WORK REQUIRED: Write out the listing below exactly, and omit any images you find in it.

Items from a dataset:
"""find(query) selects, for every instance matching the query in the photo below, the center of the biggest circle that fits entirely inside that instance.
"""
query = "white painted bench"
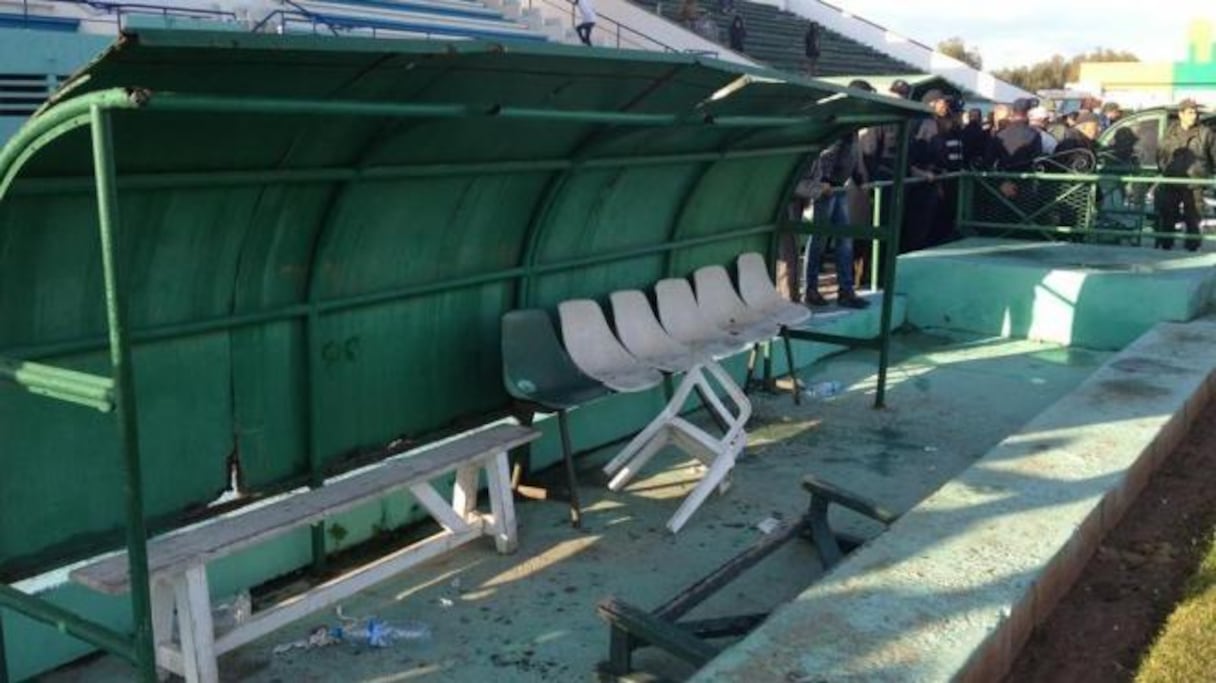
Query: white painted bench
(178, 560)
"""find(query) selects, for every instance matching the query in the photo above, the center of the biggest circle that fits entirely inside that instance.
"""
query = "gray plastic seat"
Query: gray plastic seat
(542, 378)
(596, 350)
(759, 293)
(643, 337)
(648, 342)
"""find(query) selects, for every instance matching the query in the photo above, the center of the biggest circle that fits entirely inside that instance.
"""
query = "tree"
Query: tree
(1056, 72)
(957, 49)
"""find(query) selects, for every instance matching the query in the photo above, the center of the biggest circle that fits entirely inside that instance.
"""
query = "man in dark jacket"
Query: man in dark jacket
(1188, 150)
(974, 139)
(1015, 146)
(935, 148)
(1077, 147)
(839, 163)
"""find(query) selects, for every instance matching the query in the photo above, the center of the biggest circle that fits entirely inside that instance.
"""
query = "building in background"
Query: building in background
(1137, 85)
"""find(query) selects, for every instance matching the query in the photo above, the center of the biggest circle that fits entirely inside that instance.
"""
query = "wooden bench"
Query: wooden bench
(178, 560)
(664, 627)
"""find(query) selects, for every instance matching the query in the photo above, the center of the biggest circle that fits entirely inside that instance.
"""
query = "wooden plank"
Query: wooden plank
(465, 491)
(714, 581)
(195, 626)
(342, 587)
(502, 504)
(657, 632)
(173, 553)
(440, 509)
(162, 621)
(724, 626)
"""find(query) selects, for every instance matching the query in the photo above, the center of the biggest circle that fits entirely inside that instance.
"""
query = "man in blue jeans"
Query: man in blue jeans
(837, 164)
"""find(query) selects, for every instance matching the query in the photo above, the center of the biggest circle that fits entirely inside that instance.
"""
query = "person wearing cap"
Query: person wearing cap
(936, 148)
(1188, 150)
(1037, 118)
(974, 139)
(811, 48)
(1015, 146)
(1077, 153)
(836, 167)
(1082, 135)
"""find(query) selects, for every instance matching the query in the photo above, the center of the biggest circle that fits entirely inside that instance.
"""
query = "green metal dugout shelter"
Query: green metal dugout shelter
(282, 250)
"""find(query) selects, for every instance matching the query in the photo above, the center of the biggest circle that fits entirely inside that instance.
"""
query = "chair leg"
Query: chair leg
(572, 479)
(753, 359)
(789, 363)
(639, 458)
(521, 458)
(720, 468)
(705, 402)
(4, 661)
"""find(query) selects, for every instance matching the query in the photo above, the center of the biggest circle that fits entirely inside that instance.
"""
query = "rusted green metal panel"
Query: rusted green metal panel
(330, 230)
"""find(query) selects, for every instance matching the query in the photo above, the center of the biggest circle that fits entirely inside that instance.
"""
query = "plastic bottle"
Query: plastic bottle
(378, 633)
(823, 389)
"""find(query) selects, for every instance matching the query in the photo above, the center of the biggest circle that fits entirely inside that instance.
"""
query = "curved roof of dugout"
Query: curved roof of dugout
(317, 237)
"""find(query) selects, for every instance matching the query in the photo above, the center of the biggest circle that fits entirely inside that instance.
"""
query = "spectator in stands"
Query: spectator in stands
(1110, 113)
(1081, 135)
(1000, 118)
(974, 139)
(936, 148)
(811, 48)
(1076, 152)
(1014, 147)
(1037, 118)
(1188, 150)
(586, 20)
(688, 12)
(837, 165)
(738, 33)
(1057, 125)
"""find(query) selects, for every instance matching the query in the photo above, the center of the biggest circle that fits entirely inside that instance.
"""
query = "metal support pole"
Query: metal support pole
(4, 660)
(315, 475)
(124, 390)
(876, 246)
(893, 249)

FINISHED ANSWER:
"""find(query) selects, for every instance matching the query in the photo below, the center of the biggest circle that fits entirely inside that instance.
"""
query = "white painted bench"
Query: white painted bench
(178, 560)
"""find(query) selects, for every instance matching the query in the photo above, the center of the biggest circle that fits entirely inside that instance.
"""
query = "gray plastic seat"
Query: gray plastic seat
(542, 378)
(596, 350)
(759, 293)
(643, 337)
(648, 342)
"""find(query) selects, for every instance matching the query in the photo above, the center of the biggest circle that fits entirely inside that instance.
"""
query = "tree"
Query: tree
(1056, 72)
(957, 49)
"""find(query) selects, for every instance matching the query in the photo above, the center of the biggest circle that fits entirely inside that instance.
"""
query = "man in dark jacket"
Query: man in dark jacket
(1188, 150)
(974, 139)
(1015, 146)
(935, 148)
(1077, 147)
(839, 163)
"""find(query) selects, for every instance matching the query in the photo above, the center of the biggest circle that fits entirely inside that instance.
"""
query = "building in background"
Query: building in background
(1137, 85)
"""find(query) selects, for every instance matching the query in the photo above, the center of the biggest circle that fits entirely inside that instance.
"""
query = "wooden bench"
Query: wooden bench
(178, 560)
(664, 627)
"""find(query) selects, for every instance matching the query in the photo above, the center of the biggest circle that fits entirely inside that instance.
"""
query = "wooden plank"
Query: wooden plank
(465, 491)
(714, 581)
(195, 626)
(342, 587)
(502, 504)
(657, 632)
(173, 553)
(440, 509)
(162, 621)
(724, 626)
"""find(query) selects, for every instance matching the query in the photo above, the center of the biggest circle that fits entirely inside that instance.
"""
query = "man in blue jeans"
Query: man in blue jeans
(837, 164)
"""find(query) selects, for every instance matching the query in the photo above, the center of the biggest circle that fits entirely inside that instance.
"""
query = "person wearing cap"
Query: person wearing cap
(936, 148)
(1188, 150)
(1037, 118)
(974, 139)
(811, 48)
(1015, 146)
(1077, 153)
(836, 167)
(1082, 135)
"""find(query) selects, for every instance matching the query in the photo above, the center of the biggest circle that fits entirely inside that instance.
"""
query = "green metal dugout shelter"
Query: green metal dugout shelter
(282, 250)
"""find(query) selects, for every instance matching the query in the photo above, the center of the biggest circle that fits entirely inside that instance.
"""
query = "chair leg"
Query: chair leg
(572, 479)
(753, 359)
(789, 363)
(639, 458)
(521, 458)
(720, 468)
(705, 402)
(4, 661)
"""find(query) selects, for every instance matching the query in the photo above, the center of the biggest circle that fits entirely inside that instance.
"""
query = "rusted green metal panel"
Query: rusted green metal panel
(330, 230)
"""find(query) selects, for every instance matching the query in the photo above, the center of the biggest circle that fits entirely inside that instance.
"""
query = "plastic bottle"
Query: plastic bottle
(378, 633)
(823, 389)
"""find(query) selects, for every instance matching the query in the photo above, the center of the biggest circle that fits entirely inside that instance.
"""
query = "curved roof of dugout"
Query: curved roof of dugout
(317, 237)
"""find(query) selects, for every instance matching the query in the photo above, the center of the biggest circle that fits entirely inside that instance.
"""
query = "spectator in stands"
Query: spectator in stands
(1110, 113)
(1081, 135)
(1000, 118)
(974, 139)
(936, 148)
(811, 48)
(1076, 152)
(1014, 147)
(1037, 118)
(1188, 150)
(586, 20)
(688, 12)
(837, 165)
(738, 33)
(1057, 125)
"""find(query) selects, for every instance matching the query in the photo above, the center of the biggest circle that fits entirely inside that instance.
"""
query = "metal support pole"
Query: metal support pole
(4, 660)
(315, 475)
(124, 390)
(876, 246)
(893, 249)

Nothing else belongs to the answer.